提示された文章:
§

環境変数 TERM は通常、あなたが使用中の端末・コンソール・ディスプレイデバイスのいずれかのタイプ名を含むはずです。この情報は、エディタやメーラを含む、画面指向プログラムには非常に重要です。

デフォルトの TERM の値は、 /etc/inittab (Linux や System V 系の UNIX) または /etc/ttys (BSD UNIX) を使って、各回線毎に設定されます。ワークステーションやマイクロコンピュータについては、ほとんどの場合これで十分です。

ダイヤルアップ回線を使用する場合には、回線に接続されるデバイスのタイプには色々なものがありえます。古めの UNIX システムでは、ダイヤルアップ回線に `dumb' や `dialup' というような正にダム端末タイプをあらかじめ設定します。新しめの UNIX システムでは、 DEC VT100 互換の端末やパーソナルコンピュータでのエミュレータの普及を反映して、 `vt100' に設定するかもしれません。

§

[物体の位置に関するデータセットのレコード]
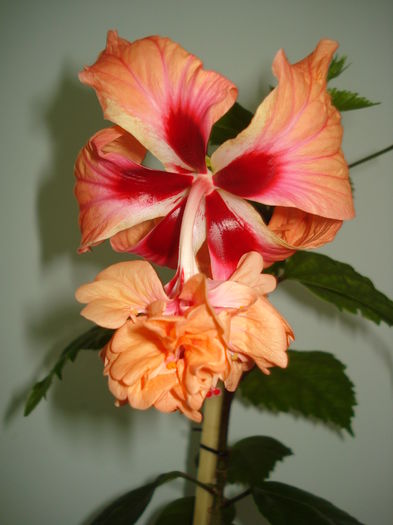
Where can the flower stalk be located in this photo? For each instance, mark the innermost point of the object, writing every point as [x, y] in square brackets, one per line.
[213, 459]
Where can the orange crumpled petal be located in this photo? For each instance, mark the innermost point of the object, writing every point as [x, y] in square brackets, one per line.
[174, 352]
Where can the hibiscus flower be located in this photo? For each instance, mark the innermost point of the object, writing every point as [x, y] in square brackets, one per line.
[170, 352]
[162, 100]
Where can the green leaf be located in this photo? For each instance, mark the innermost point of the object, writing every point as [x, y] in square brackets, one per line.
[252, 459]
[345, 100]
[94, 339]
[231, 124]
[337, 66]
[313, 385]
[282, 504]
[339, 284]
[178, 512]
[128, 508]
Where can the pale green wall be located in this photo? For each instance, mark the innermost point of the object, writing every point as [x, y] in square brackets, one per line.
[77, 451]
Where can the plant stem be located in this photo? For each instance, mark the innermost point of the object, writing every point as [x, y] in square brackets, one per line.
[212, 466]
[369, 157]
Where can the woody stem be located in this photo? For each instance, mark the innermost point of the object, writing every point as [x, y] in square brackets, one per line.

§

解くべき問題:
1. 環境変数 TERM についての文章を、そのまま一字一句違えずに全文繰り返してください。
2. レコードのうち、「Where can the orange」を含む行から始めてレコードの最後の行までを、指示の行も含めてもう一度書き出してください。その際、解答にある点の座標の数値すべてに -80 を加えてずらし、この範囲の行だけを出力してください。
文章とレコードは互いに関係していません。

順番に解答:
1.
環境変数 TERM は通常、あなたが使用中の端末・コンソール・ディスプレイデバイスのいずれかのタイプ名を含むはずです。この情報は、エディタやメーラを含む、画面指向プログラムには非常に重要です。

デフォルトの TERM の値は、 /etc/inittab (Linux や System V 系の UNIX) または /etc/ttys (BSD UNIX) を使って、各回線毎に設定されます。ワークステーションやマイクロコンピュータについては、ほとんどの場合これで十分です。

ダイヤルアップ回線を使用する場合には、回線に接続されるデバイスのタイプには色々なものがありえます。古めの UNIX システムでは、ダイヤルアップ回線に `dumb' や `dialup' というような正にダム端末タイプをあらかじめ設定します。新しめの UNIX システムでは、 DEC VT100 互換の端末やパーソナルコンピュータでのエミュレータの普及を反映して、 `vt100' に設定するかもしれません。

2.
Where can the orange crumpled petal be located in this photo? For each instance, mark the innermost point of the object, writing every point as [x, y] in square brackets, one per line.
[94, 272]
Where can the hibiscus flower be located in this photo? For each instance, mark the innermost point of the object, writing every point as [x, y] in square brackets, one per line.
[90, 272]
[82, 20]
Where can the green leaf be located in this photo? For each instance, mark the innermost point of the object, writing every point as [x, y] in square brackets, one per line.
[172, 379]
[265, 20]
[14, 259]
[151, 44]
[257, -14]
[233, 305]
[202, 424]
[259, 204]
[98, 432]
[48, 428]
Where can the pale green wall be located in this photo? For each instance, mark the innermost point of the object, writing every point as [x, y] in square brackets, one per line.
[-3, 371]
Where can the plant stem be located in this photo? For each instance, mark the innermost point of the object, writing every point as [x, y] in square brackets, one per line.
[132, 386]
[289, 77]
Where can the woody stem be located in this photo? For each instance, mark the innermost point of the object, writing every point as [x, y] in square brackets, one per line.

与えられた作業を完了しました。